Bebe-se, ao longo da narrativa, tanto quanto bebe o casal interpretado por Jack Lemmon e Lee Remick em Vício Maldito/Days of Wine and Roses (1962), tanto quanto bebe o personagem feito por Ray Milland em Farrapo Humano/The Lost Weekend (1945), quase tanto quanto o personagem de Nicolas Cage em Despedida em Las Vegas/Leaving Las Vegas (1995).

Bebe-se tanto quanto nesses três grandes filmes sobre o alcoolismo – mas fala-se sobre alcoolismo, discute-se sobre alcoolismo mais do que nos três juntos.

O milionário provoca o pobre alcoólatra em recuperação com vinho e argumentos

A ação passa-se em Londres, nos dias de hoje. (A peça estreou no West End em 2000; o filme é de 2008.) A história é narrada por Paul, o papel do inglês Paddy Considine (na foto acima). Paul é poeta, já havia, quando a ação começa, publicado um livro de poemas. É um alcoólatra que está limpo há mais de um ano, graças à adesão completa às reuniões dos Alcoólicos Anônimos, e está duro, quebrado, sem um tostão. Por isso, aceita o trabalho, oferecido por um jornal, de entrevistar Victor Quinn (o papel do grande Jonathan Pryce, na foto abaixo), um bilionário que fez com a informática sua imensa fortuna e criou uma agora gigantesca empresa.

=-=-=-=-=

**Objetivo do exercício**
Copie na íntegra o texto acima sobre o filme e o alcoolismo, sem nenhuma alteração. O material não é necessário para realizar esta tarefa.

**Dados fornecidos**
=-=-=-=-=

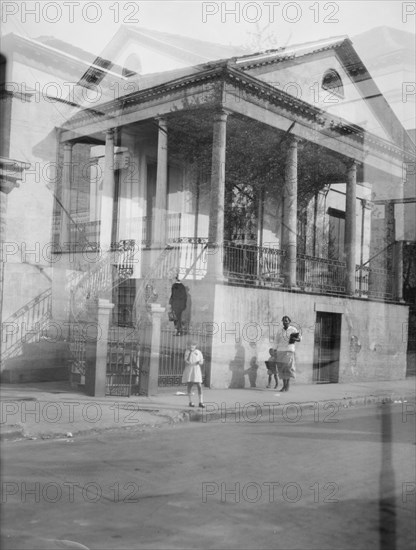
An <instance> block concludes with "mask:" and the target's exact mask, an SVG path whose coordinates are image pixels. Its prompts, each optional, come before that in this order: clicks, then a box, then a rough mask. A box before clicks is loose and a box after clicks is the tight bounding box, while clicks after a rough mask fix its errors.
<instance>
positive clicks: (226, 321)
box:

=-=-=-=-=

**Resposta ao exercício**
Bebe-se, ao longo da narrativa, tanto quanto bebe o casal interpretado por Jack Lemmon e Lee Remick em Vício Maldito/Days of Wine and Roses (1962), tanto quanto bebe o personagem feito por Ray Milland em Farrapo Humano/The Lost Weekend (1945), quase tanto quanto o personagem de Nicolas Cage em Despedida em Las Vegas/Leaving Las Vegas (1995).

Bebe-se tanto quanto nesses três grandes filmes sobre o alcoolismo – mas fala-se sobre alcoolismo, discute-se sobre alcoolismo mais do que nos três juntos.

O milionário provoca o pobre alcoólatra em recuperação com vinho e argumentos

A ação passa-se em Londres, nos dias de hoje. (A peça estreou no West End em 2000; o filme é de 2008.) A história é narrada por Paul, o papel do inglês Paddy Considine (na foto acima). Paul é poeta, já havia, quando a ação começa, publicado um livro de poemas. É um alcoólatra que está limpo há mais de um ano, graças à adesão completa às reuniões dos Alcoólicos Anônimos, e está duro, quebrado, sem um tostão. Por isso, aceita o trabalho, oferecido por um jornal, de entrevistar Victor Quinn (o papel do grande Jonathan Pryce, na foto abaixo), um bilionário que fez com a informática sua imensa fortuna e criou uma agora gigantesca empresa.